Eddie Robinson was born on February 13, 1919 in Jackson, Louisiana and he is the second winningest coach in college football history. Eddie's father was a sharecropper and his mother was a domestic worker. They never graduated from high school, but Robinson's parents encouraged him to pursue a college education. He prospered through their encouragement and graduated from Mc Kinley High School in 1937. He was a starting quarterback and attended Leland College in Baker, Louisiana and graduated in 1941.

After a storied college career, the coaching bug hit Eddie and he wanted to become a head college football coach. However, living in the segregated South, the only oportunities available were at historically black institutions. These positions did not open often and he decided to accept a job at a feed mill. Robinson disliked the work and dreamed of coaching football. Fortunately, it did not take long for him to get his chance. Through a relative, he found out that Negro Normal and Industrial Institute(now Grambling State University)was searching for a new coach. He was only 22 years old, when he applied for the position. Eddie impressed Grambling president Ralph Waldo Emerson Jones with his enthusiasm and confidence and he hired Robinson.

His first team in 1941 had a 3-5 record and he decided that something drastic needed to be done. Robinson kicked several players off the team because they were uncoachable and lacked discipline. The changes were noticeable the next year and Grambling went undefeated with a 9-0 record and was unscored upon! In a career of many firsts, he recruited running back Paul "Tank" Younger in 1944 and Eddie was impressed by his enormous size and speed. He felt that "Tank" could become the first player from a black college to play in the National Football Leauge. Robinson shaped and molded him and in 1949, he signed a free-agent contract with the Los Angeles Rams. Younger had a successful career with the Rams and Pittsburgh Steelers. This would open up opportunities for other players from historically black colleges to play pro football.

In 1955, Grambling went 10-0 and beat Florida A&M University, 28-21, for the black college national championship. This team was led by future NFL Hall of Famer defensive end Willie Davis. From 1960-1986, Grambling had 27 consecutive winning seasons. In 1963, Eddie's All-American defensive lineman Junious "Buck" Buchanan became the first pick of the American Football Leauge Kansas City Chiefs. He also went on to be elected to the Pro Football Hall of Fame. A couple of years later, Eddie discovered a gifted quarterback from Monroe, Louisiana named James "Shack" Harris. Robinson believed that he had the talent to play professional football. He promised James that if he played for him, he would be ready for the pros when he graduated. "Shack" was somewhat skeptical, but Eddie convinced him to attend Grambling.

This was during the height of the Civil Rights Movement in America when Black Americans were fighting for their constitutional rights. Eddie Robinson believed that it was time for blacks to be given an opportunity at the professional level. After an outstanding career at Grambling from 1966-1968, James Harris was drafted in the 8th round by the American Football Leauge Buffalo Bills. During this era, talented black quarterbacks routinely had their positions changed to wide receiver or running back. However, Eddie fought against this practice and advised James regularly on how to win the starting job. He did so and became the first rookie black quarterback to start a season opener in 1969. Harris had a successful 10-year career with the Bills, Los Angeles Rams, and San Diego Chargers. The highlight of his career was being named to the Pro Bowl in 1974.

▶ Problems to work on:
[1] Decide whether each statement agrees with the text on Eddie Robinson, answering yes or no and quoting the words of the text that decide it: (a) Robinson's parents graduated from high school. (b) In the season after Robinson's first one, Grambling went undefeated. (c) James Harris was drafted in the 8th round.
[2] Answer these questions from the text on Eddie Robinson:
(a) In what year did Robinson graduate from Leland College?
(b) Which school did Grambling beat for the 1955 black college national championship, and by what score?
(c) In what year was James Harris named to the Pro Bowl?
Nothing in the material is needed.

▶ Given material:
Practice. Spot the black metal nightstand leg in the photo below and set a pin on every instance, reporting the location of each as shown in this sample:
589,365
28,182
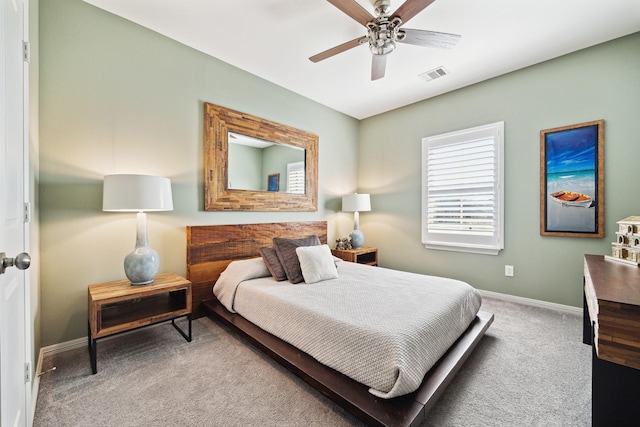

▶ The replies:
[1]
(a) No: "They never graduated from high school"
(b) Yes: "Grambling went undefeated with a 9-0 record and was unscored upon!"
(c) Yes: "was drafted in the 8th round"

[2]
(a) 1941
(b) Florida A&M University, 28-21
(c) 1974